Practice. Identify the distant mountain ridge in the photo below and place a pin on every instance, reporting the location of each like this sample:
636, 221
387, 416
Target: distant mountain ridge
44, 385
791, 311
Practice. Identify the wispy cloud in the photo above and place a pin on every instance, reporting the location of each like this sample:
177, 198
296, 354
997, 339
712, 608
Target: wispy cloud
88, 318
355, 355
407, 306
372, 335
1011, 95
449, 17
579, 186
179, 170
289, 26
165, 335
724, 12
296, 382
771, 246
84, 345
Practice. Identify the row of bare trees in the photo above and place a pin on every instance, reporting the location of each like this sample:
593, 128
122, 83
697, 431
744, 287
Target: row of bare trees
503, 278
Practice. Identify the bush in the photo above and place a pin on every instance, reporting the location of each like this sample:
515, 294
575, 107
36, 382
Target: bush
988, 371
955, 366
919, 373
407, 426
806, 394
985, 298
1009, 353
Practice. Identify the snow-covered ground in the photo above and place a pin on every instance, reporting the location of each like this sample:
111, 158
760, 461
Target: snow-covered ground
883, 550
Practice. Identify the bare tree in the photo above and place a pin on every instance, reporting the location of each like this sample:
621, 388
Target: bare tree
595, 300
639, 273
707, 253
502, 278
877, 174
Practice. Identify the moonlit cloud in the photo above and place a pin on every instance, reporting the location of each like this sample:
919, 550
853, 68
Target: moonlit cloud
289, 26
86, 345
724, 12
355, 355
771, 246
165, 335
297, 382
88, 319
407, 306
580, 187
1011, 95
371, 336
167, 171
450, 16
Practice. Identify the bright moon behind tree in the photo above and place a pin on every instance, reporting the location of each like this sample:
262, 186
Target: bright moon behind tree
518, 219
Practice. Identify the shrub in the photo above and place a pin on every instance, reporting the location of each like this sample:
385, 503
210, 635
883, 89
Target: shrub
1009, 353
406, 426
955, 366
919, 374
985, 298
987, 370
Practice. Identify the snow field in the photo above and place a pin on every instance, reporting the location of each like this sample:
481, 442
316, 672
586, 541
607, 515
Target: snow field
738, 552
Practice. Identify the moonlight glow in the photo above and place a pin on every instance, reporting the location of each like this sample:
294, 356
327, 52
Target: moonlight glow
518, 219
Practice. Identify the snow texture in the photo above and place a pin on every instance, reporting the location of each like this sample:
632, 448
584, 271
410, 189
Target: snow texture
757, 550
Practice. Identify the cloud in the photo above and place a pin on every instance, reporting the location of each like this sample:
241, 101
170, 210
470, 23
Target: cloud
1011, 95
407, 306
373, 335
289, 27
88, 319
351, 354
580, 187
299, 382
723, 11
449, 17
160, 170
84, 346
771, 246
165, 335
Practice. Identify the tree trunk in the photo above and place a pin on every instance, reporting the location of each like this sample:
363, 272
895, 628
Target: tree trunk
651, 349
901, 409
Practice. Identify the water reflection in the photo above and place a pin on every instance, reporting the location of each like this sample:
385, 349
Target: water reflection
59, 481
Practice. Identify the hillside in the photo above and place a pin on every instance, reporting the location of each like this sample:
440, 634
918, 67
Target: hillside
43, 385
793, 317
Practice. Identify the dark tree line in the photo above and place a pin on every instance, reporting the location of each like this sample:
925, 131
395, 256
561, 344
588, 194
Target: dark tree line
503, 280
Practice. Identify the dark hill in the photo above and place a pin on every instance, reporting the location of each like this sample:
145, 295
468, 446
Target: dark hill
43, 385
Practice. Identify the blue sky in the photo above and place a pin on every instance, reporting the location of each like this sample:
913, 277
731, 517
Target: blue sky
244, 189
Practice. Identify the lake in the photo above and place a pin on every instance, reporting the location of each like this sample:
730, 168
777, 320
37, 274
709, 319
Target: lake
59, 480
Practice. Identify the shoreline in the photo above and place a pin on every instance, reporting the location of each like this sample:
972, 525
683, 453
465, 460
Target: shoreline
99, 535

» The problem:
Retype the entries shown above. Keep every word exactly as it is.

» Task output:
Practice. Identify the distant mountain ridge in the photo below and place a pin on every instance, reporting the location of each like this sample:
636, 221
387, 416
Target: distant mountain ridge
44, 385
791, 311
Practice. Identify the wispy cloud in the photo above and place a pin on every instance, reporting the location of each like this sample:
177, 198
296, 354
997, 339
712, 608
Target: wispy cloud
88, 318
355, 355
407, 306
372, 335
1011, 95
449, 17
579, 186
179, 170
289, 26
165, 335
724, 12
296, 382
771, 246
84, 345
Practice. Identify the row of bare trees in the photo above and place a pin on every instance, reporting the location of each like this sample:
593, 128
122, 83
697, 431
744, 287
Target: row of bare trees
503, 278
Practice. Identify the bush in the photo above and place a pin on every instance, reporting the location of each like this sample:
515, 294
575, 107
36, 382
Target: bush
988, 371
955, 366
919, 373
407, 426
806, 394
985, 298
1009, 353
Practice. Identify the snow-covered ground in the photo above and place a pin on every instance, reporting the location of each like this sample:
111, 158
760, 461
Target: snow-covered ground
883, 550
Practice. Identify the bare tree in the photo above and place a pin on every instance, reporting the location of each like this sample:
621, 388
Target: bare tree
595, 300
639, 273
707, 253
502, 278
877, 174
Practice. Identify the moonlit cloud in the photo above and place a pin on every instance, reporting the location of each like this sample:
919, 550
853, 68
Target: moonlit cloud
289, 26
86, 345
724, 12
355, 355
771, 246
165, 335
297, 382
88, 319
407, 306
580, 187
1011, 95
371, 336
167, 171
450, 16
Practice. Identify the bright moon behind tree in the photo above and place a pin on every instance, reporting the location of each like this sample:
262, 186
Target: bright moon behind tree
518, 219
Practice. Identify the shrub in the photo above and place a pin on every instance, reporting the location of each like this sample:
385, 503
210, 635
883, 89
Target: shrub
1009, 353
406, 426
955, 366
919, 374
985, 298
987, 370
Practice. Identify the snow field in the photo above and place a pin on every instance, reporting the location of each like this sample:
481, 442
316, 672
586, 541
607, 515
Target: snow field
738, 552
Practice. Identify the moonlight glow in the photo above and place a pin on every instance, reporting the location of each like this sample:
294, 356
327, 52
Target: moonlight glow
518, 219
Practice. Identify the snow texture in the photo above and place a pin on every instance, reporting the location of each like this sample:
632, 448
584, 271
410, 189
Target: snow texture
757, 550
Practice. Identify the cloud in the photo above and place a pin on every instance, reporting the location of each like this sample:
241, 101
170, 210
470, 23
Target: cloud
1011, 95
407, 306
373, 335
289, 27
88, 319
351, 354
580, 187
299, 382
723, 11
449, 17
160, 170
84, 346
771, 246
165, 335
Practice. Identify the tree trunk in the photo above and place a pin on every instance, reporting the location of each like this sample:
363, 272
895, 628
Target: tree trunk
651, 349
901, 409
Practice. Identify the water reflection in the photo above and place a pin on every instance, reporting the location of each like this sample:
385, 349
Target: water reflection
59, 481
Practice. Identify the hillside in the photo above and place a pin on every instance, reporting the location of each like this sample:
440, 634
918, 67
Target: hillside
43, 385
793, 317
Practice. Identify the dark tree line in the photo above and place a pin on every instance, reporting the location of each like this sample:
925, 131
395, 256
561, 344
588, 194
Target: dark tree line
503, 280
Practice. Identify the dark hill in the photo above and place a pin on every instance, reporting the location of each like this sample:
145, 295
468, 446
Target: dark hill
43, 385
Practice. Identify the blue sky in the photo above and place a pin on every instance, reporting the location of each like this sample:
913, 277
731, 517
Target: blue sky
244, 189
Practice. Identify the lake in the photo above and place a pin on every instance, reporting the location of each like this sample:
730, 168
777, 320
37, 274
709, 319
Target: lake
59, 480
Practice. Identify the shoreline in the photo above and place a pin on every instance, reporting the location of each like this sample:
972, 525
683, 453
465, 460
Target: shoreline
99, 535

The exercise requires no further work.